How to complete this task: Which lines of the entries below contain the string "mountains"? Copy each one.

Data section Block Start

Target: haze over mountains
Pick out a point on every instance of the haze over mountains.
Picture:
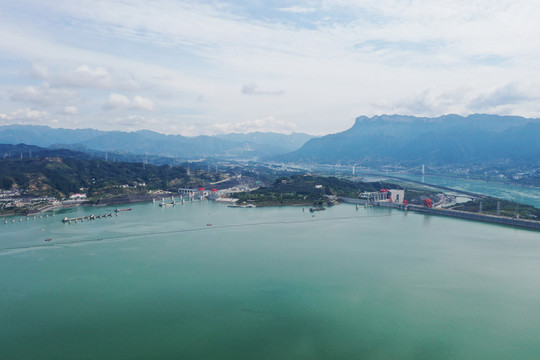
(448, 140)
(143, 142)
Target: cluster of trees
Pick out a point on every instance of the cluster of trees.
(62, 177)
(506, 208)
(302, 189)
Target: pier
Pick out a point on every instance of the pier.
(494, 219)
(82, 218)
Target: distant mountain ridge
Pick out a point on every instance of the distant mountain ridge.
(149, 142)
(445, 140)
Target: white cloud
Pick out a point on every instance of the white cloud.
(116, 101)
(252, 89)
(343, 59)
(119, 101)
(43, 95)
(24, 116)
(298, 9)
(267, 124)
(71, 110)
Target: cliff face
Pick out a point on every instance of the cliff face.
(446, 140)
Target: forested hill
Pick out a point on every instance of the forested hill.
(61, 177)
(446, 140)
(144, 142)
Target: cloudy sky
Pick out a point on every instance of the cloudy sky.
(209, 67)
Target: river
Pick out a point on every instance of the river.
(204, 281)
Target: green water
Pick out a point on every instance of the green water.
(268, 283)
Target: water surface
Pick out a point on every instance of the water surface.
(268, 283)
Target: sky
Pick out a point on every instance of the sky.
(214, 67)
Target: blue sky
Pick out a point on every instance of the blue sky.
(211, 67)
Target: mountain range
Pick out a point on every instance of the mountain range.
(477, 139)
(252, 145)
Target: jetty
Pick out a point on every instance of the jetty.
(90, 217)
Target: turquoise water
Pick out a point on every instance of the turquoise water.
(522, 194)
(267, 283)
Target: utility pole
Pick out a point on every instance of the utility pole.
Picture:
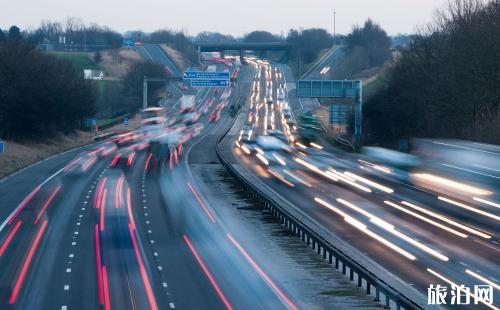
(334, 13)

Data section Block End
Data section Block Start

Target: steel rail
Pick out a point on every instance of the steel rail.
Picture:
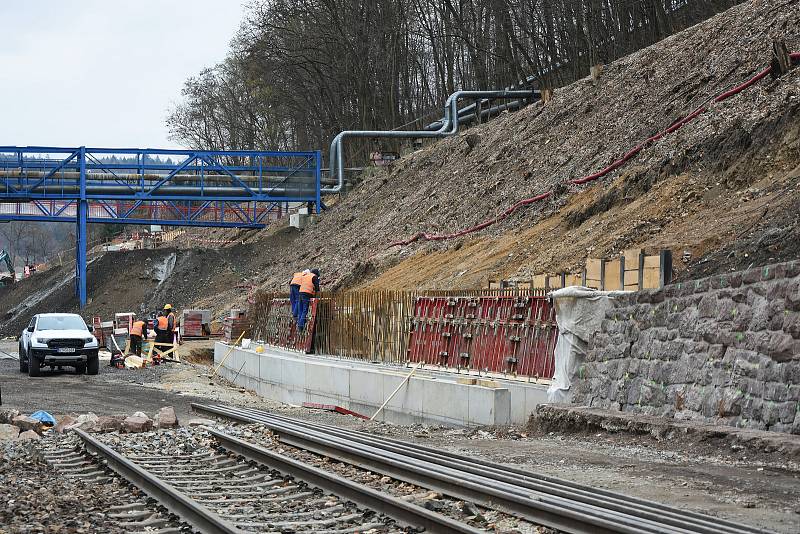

Data section Block End
Data section Block Start

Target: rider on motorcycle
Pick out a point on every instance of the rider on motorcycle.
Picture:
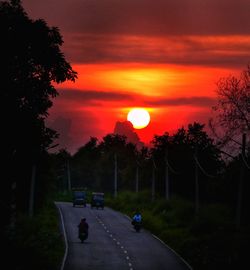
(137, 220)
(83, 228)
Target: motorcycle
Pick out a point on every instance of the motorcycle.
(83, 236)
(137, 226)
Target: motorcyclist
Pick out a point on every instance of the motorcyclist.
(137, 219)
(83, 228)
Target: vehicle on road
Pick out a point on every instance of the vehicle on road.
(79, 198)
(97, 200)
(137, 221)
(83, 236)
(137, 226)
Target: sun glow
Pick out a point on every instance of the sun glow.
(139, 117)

Data section Block End

Completed exercise:
Target: haze over mountains
Pick out a point on every instance of the haze over mountains.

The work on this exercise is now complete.